**Selected text**
----

It's cool that you're seeing ETL cases for it.  If there are details of
that which you can share we'd love to hear them.  I don't know if the sweet
spot is there or not.  We'll have to see what the community finds and how
that evolves over time.  I will say for new NiFi users it is extremely
common for them to think of a bunch of independent dataflow graphs which
are basically a lot of independent linear graphs.  Then over time as they
start to understand more about what it enables they start thinking in
directed graphs and how to merge flows and establish reusable components
and so on.  Curious to see how that maps to your experience.

As for the check-in of the flow configuration to a source control system
you can certainly do that.  You could programmatically invoke our endpoint
which causes NiFi to make a backup of the flow and then put that in source
control on some time interval.  But keep in mind that is just like taking a
picture of what the 'flow looks like'.  NiFi is more than the picture of
the flow.  It is the picture of the flow and the state of the data within
it and so on.

Very interested to hear more of your thoughts as you look further and think
more about it.  You'll be a great help to us to better understand how to
communicate about it to folks coming from an ETL background.  Ultimately it
would be great if we get you to help us do that with us ;-)   Please don't
be shy letting us know you're expectations.  We're new here too.

Thanks
Joe



On Fri, Jan 2, 2015 at 1:50 PM, Edenfield, Orrin <[hidden email]>
wrote:

> Mark,
>
> I follow the logic here I just think over time it will be really hard to
> keep track of things when there are hundreds (or thousands) of processors -
> rather than hundreds of different flows (organized within a source control
> tree or similar) that all have 5-50 different processors within them.
>
> I'd be interested to learn about how the Process Groups component works so
> if you do get time to draw an example I think that would be helpful.
>
> Thank you.

----

**Extracted data**

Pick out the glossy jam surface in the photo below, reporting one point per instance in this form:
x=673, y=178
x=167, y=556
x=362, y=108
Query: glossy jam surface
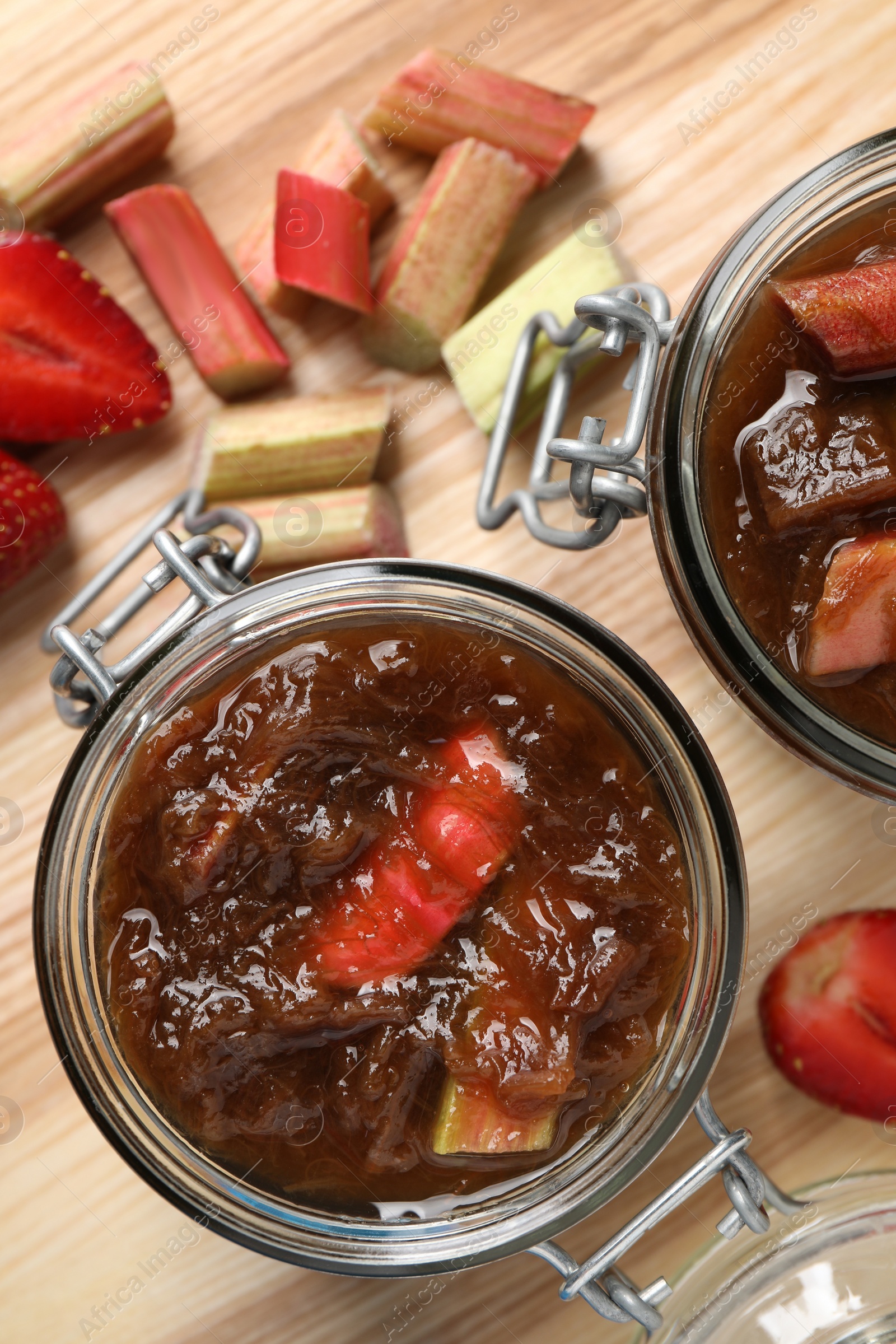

----

**Written task A**
How would you sum up the NiFi mailing-list thread in two sentences?
**Written task B**
Could you write what comes next in the NiFi mailing-list thread, starting after its final line?

**Reply A**
Joe says new NiFi users usually build many independent linear flows, then over time learn to think in directed graphs, merging flows and building reusable components. He explains that the flow configuration can be put in source control by invoking an endpoint that backs up the flow, though that only captures what the flow looks like and not the state of the data in it, while the quoted message worries that hundreds or thousands of processors will be hard to track and asks for an example of Process Groups.

**Reply B**
>
> --
> Orrin Edenfield
>
> -----Original Message-----
> From: Mark Payne [mailto:[hidden email]]
> Sent: Friday, January 02, 2015 12:34 PM
> To: [hidden email]; Edenfield, Orrin
> Subject: Re: Multiple dataflows with sub-flows and version control
>
> Orrin,
>
> Within NiFi you can create many different dataflows within the same graph
> and run them concurrently. We've built flows with several hundred
> Processors. They data can flow between flows by simply connecting the
> Processors together.
>
> If you want to separate the flows logically because it makes more sense to
> you to visualize them that way, you may want to use Process Groups.
>
> I'm on my cell phone right now so I cannot draw up an example for you but
> I will this afternoon when I have a chance. But the basic idea is that for
> #1 you would have:
>
> GetFile -> PutHDFS
>
> And along side that another GetFile -> CompressContent -> the same PutHDFS.
>
> In this case you can even do this with the following flow:
>
> GetFile -> IdentifyMimeType (to check if compressed) -> CompressContent
> (set to decompress and the compression type come from mime type, which is
> identified by the previous processor) -> PutHDFS
>
> With regards to #2:
> You can build the new flow right along side the old flow. When you are
> ready to switch, simply change the connection to send data to the new flow
> instead of the old one.
>
> Again, I'll put together some examples this afternoon with screen shots
> that should help. Let me know if this helps or if it creates more questions
> (or both :))
>
> Thanks
> -Mark
>
>
>
> Sent from my iPhone
>
> > On Jan 2, 2015, at 11:37 AM, Edenfield, Orrin <[hidden email]>
> wrote:
> >
> > Hello everyone - I'm new to the mailing list and I've tried to search
> the JIRA and mailing list to see if this has already been addressed and
> didn't find anything so here it goes:
> >
> > When I think about the capabilities of this tool I instantly think of
> ETL-type tools. So the questions/comments below are likely to be coming
> from that frame of mind - let me know if I've misunderstood a key concept
> of NiFi as I think that could be possible.
> >
> > Is it possible to have NiFi service setup and running and allow for
> multiple dataflows to be designed and deployed (running) at the same time?
> So far in my testing I've found that I can get NiFi service up and
> functioning as expected on my cluster edge node but I'd like to be able to
> design multiple dataflows for the following reasons.
> >
> > 1. I have many datasets that will need some of the same flow actions but
> not all of them. I'd like to componentize the flows and possibly have
> multiple flows cascade from one to another. For example:  I will want all
> data to flow into an HDFS endpoint but dataset1 will be coming in as
> delimited data so it can go directly into the GetFile processor while I
> need dataset2 to go through a CompressContent processor first.
> >
> > 2. Because I have a need in #1 above - I'd like to be able to design
> multiple flows (specific to a data need or component flows that work
> together) and have them all be able to be deployed (running) concurrently.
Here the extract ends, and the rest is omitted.